*SELECTION*
<<<<

- Born: Chennai, Tamil Nadu, India
- Other name: LPC
- Occupation: Actress
- Years active: 2010–present

= Lakshmi Priyaa Chandramouli =

Indian actress

Lakshmi Priyaa Chandramouli is an Indian actress who predominantly works in Tamil films. She gained recognition by playing the titular role in Sivaranjiniyum Innum Sila Pengalum (2018) for which she won the National Film Award for Best Supporting Actress.

==Early life==
Lakshmi Priyaa Chandramouli was born into Tamil family. After completing her master's in social work, specialising in human resources, from the Madras School of Social Work, she worked for a corporate company as an HR professional. As she wanted to pursue "something more creative", she started to work with the theatre group Evam, on their managerial side. Although she never got to act in their plays because of a tight work schedule, she called it "a great platform where I could easily learn how things transformed from paper to performance".

She joined gymnastics before she was 10 years old and started playing cricket, becoming a part of India's B national cricket team, under which she also played a series against the West Indies. She also pursues Ultimate Frisbee. A member of Chennai Ultimate Frisbee, she has regularly participated at Ultimate Frisbee competitions and has played on The India Masters team representing our nation in the Asia Oceanic tournament held in Philippines.

>>>>

*REQUIREMENT 1*
Name every sport that the biography of Lakshmi Priyaa Chandramouli says she took part in.
*REQUIREMENT 2*
In the biography of Lakshmi Priyaa Chandramouli, what award did she win for her role in Sivaranjiniyum Innum Sila Pengalum (2018)?
*REQUIREMENT 3*
Pick up the biography of Lakshmi Priyaa Chandramouli after its last sentence and write what comes next.
These lines come from a separate source.

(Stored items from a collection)

<<<<

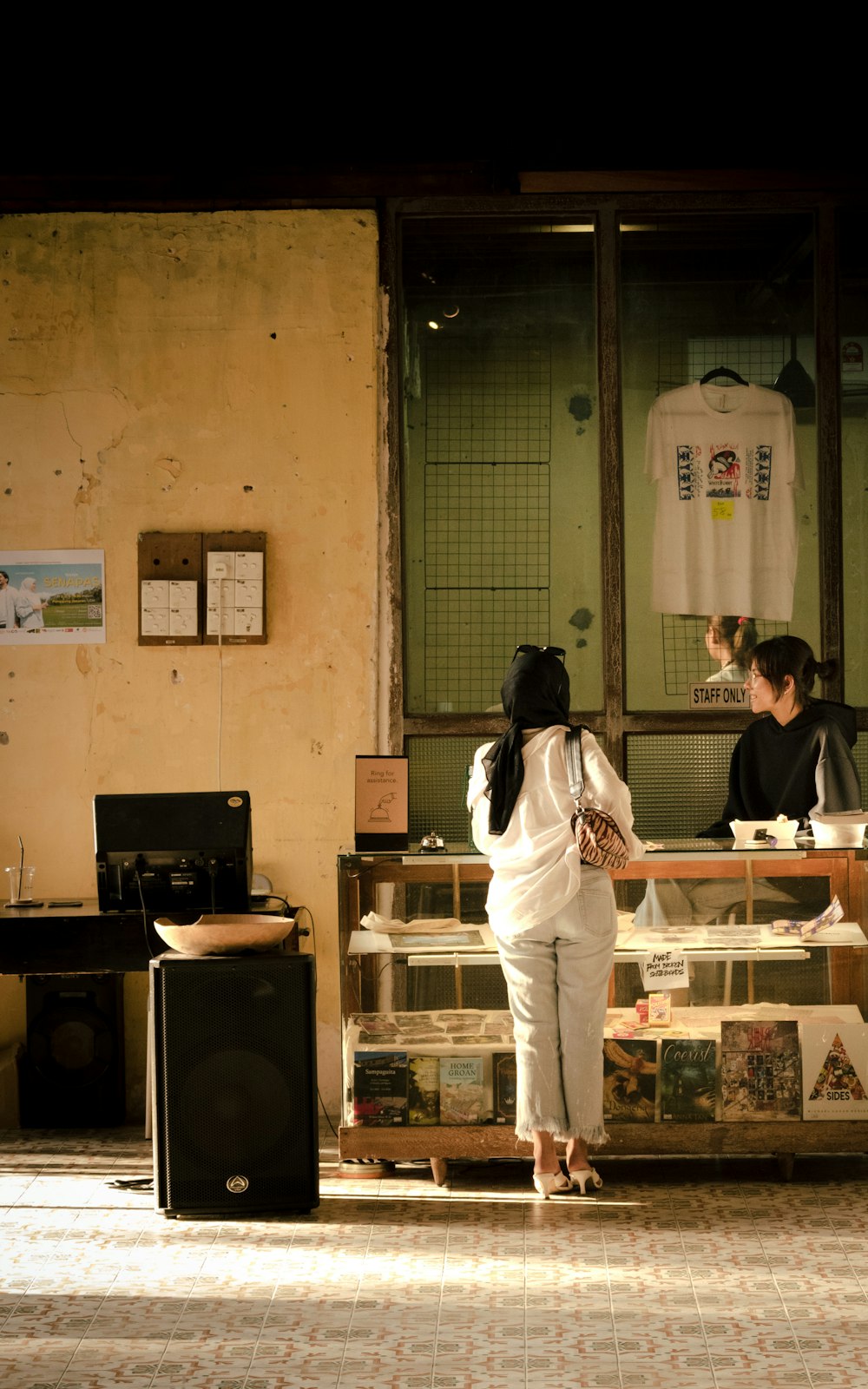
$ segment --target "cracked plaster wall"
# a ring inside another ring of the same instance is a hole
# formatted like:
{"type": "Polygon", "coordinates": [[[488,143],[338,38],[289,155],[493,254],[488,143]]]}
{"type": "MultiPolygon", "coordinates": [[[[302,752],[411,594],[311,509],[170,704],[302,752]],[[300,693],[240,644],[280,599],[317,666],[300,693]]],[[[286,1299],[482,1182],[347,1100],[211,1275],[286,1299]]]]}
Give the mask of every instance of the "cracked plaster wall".
{"type": "MultiPolygon", "coordinates": [[[[265,531],[268,644],[224,650],[222,786],[250,790],[254,868],[314,915],[337,1113],[335,857],[376,738],[374,214],[7,217],[0,314],[0,549],[104,549],[108,629],[0,650],[4,863],[21,835],[40,895],[94,896],[94,793],[217,788],[218,653],[137,646],[136,539],[265,531]]],[[[131,1117],[146,986],[125,983],[131,1117]]],[[[24,1021],[0,979],[0,1047],[24,1021]]]]}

>>>>

*RESULT 1*
Gymnastics, cricket, Ultimate Frisbee

*RESULT 2*
The National Film Award for Best Supporting Actress.

*RESULT 3*
==Career==
While selling tickets for one of Evam's plays, director Magizh Thirumeni approached and asked her to play a supporting role in his film Mundhinam Paartheney. She took leave from work and shot for ten days for the film. After working with director K. Balachander on one of his teleserials, and starting to audition for a role in the TV show, Dharmayudham, she decided to pursue acting full-time. She quit her job and attended several auditions for different roles in the show, eventually landing the role of Sharada. Her first film in a lead role was the black comedy Sutta Kadhai. She played a bold tribal girl called Silanthi in the film, which required her to perform stunts as well, and reviews on her performance were positive. Her sole 2014 release was Angels, which marked her Malayalam debut. Her next Tamil release was Kallappadam by debutant director Vadivel. About her role, she said that it was a "well defined and powerful character" and "emotionally very strong". Her portrayal of a retired actress, which Baradwaj Rangan described as the "most fascinating, refreshing character" in the film, was lauded by critics, with Sify stating that "Lakshmi Priya shines in the role". She has also played notable roles in films like Yagavarayinum Naa Kaakka, Kalam and Maya.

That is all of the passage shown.